— start Given text —

A scene from Macbeth in Sleep No More (Image credit: Robin Roemer/DKC/O&M)

For as long as I’ve been back in New York, I’ve been hearing about a mysterious show in Chelsea called Sleep No More. I say mysterious because those who have gone tend to talk about it with an almost cult-like furtiveness. They speak in strange in-show references—the Porter; the forest; the banquet; the ring; the shower—which elicit knowing Mona Lisa smiles. All I could put together was that it was some kind of immersive theater experience in which you wandered a massive five-story building while all around you cast members perform scenes from a mashup of Alfred Hitchcock’s Rebecca, Shakespeare’s Macbeth, and the Paisley Witch Trials. None of which seemed to make a lot of sense. 

Then, this past winter I heard that after thirteen years the show was about to end. (As of now, it’s set to close on June 16. Its real end date is not entirely clear; it has already been extended a number of times.) At the insistence of a number of my Sleep No More friends—the Wakers, I call them (because they sleep no more … Thanks so much, I’ll be here all week)—I decided to see the show.  

While it is filled with incredible performances, what I discovered felt less akin to a play or musical and more like a haunted house as reimagined by Twin Peaks co-creator David Lynch. Each of the twenty-five-member cast perform hour-long individual and intersecting stories that repeat three times over the course of the night, while we in the audience are unexpectedly positioned as the spirits haunting this place. 

It gets weirder. Except for a mixture of intensely spooky sound design occasionally interrupted by pre-recorded song, the cast perform their roles almost entirely through a combination of action and dance. Almost no words are spoken during the entire three hours (and most of those are mumbled). Meanwhile, having been told at the outset that we are only to interact with the cast if they reach out to us, we wander around and amidst the actors freely, wearing eerie bird skull-like masks that we are not allowed to take off. 

Nurse Blue (Image credit: Stevan Keane/DKC/O&M

On one level those masks create a kind of uniformity that helps distinguish and direct our attention toward the actors. But I found that they also create the sense of us as a truly malevolent force in the characters’ lives, an experience reinforced by the fact that groups of audience members, sometimes numbering as great as fifty or more, follow the characters as they move from one room to the next, even literally chasing them when the characters run off. 

Because Sleep No More moves on its own timeline with each character from King Duncan to the lowly servants living out their own full hour-long loops throughout the building, when I first entered the story proper about twenty minutes into the show (audience members are admitted in small groups over the course of the first hour), I had no idea where I was, what was happening, or who was who. It was radically disorienting. And wandering around did little to change that. I felt as if I was in an impossible four-dimensional space in which stories were going on literally in every direction around me. 

But I found that disorientation also incredibly liberating. Knowing that there was no way to do or comprehend it all, each moment I walked into became itself the thing I was here for. I’d been told by one frequent attendee, if you hear music, you should go toward it, because something amazing is probably happening. Noting a crazed, pounding melody soon after I first started wandering around the building, I walked into one of the craziest scenes I have ever witnessed, something so intense that at first I actually didn’t know how long I would be able to handle it.

— end Given text —

# Stated task A
In the piece on Sleep No More, rewrite the paragraph beginning "It gets weirder" as a short bulleted list that keeps its main facts.
# Stated task B
From the piece on Sleep No More, write out everything from "Then, this past" down to "see the show.".

— start Data block —

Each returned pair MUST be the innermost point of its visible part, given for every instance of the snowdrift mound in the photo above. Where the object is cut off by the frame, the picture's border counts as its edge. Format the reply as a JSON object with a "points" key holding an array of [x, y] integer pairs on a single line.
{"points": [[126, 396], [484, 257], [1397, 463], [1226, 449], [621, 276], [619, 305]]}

— end Data block —

# Exercise answer A
- The cast perform almost entirely through action and dance, backed by spooky sound design occasionally interrupted by pre-recorded song.
- Almost no words are spoken during the three hours, and most of those are mumbled.
- Audience members, told at the outset to interact with the cast only if the cast reach out to them, wander freely around and among the actors.
- The audience wears eerie bird skull-like masks that may not be taken off.

# Exercise answer B
Then, this past winter I heard that after thirteen years the show was about to end. (As of now, it’s set to close on June 16. Its real end date is not entirely clear; it has already been extended a number of times.) At the insistence of a number of my Sleep No More friends—the Wakers, I call them (because they sleep no more … Thanks so much, I’ll be here all week)—I decided to see the show.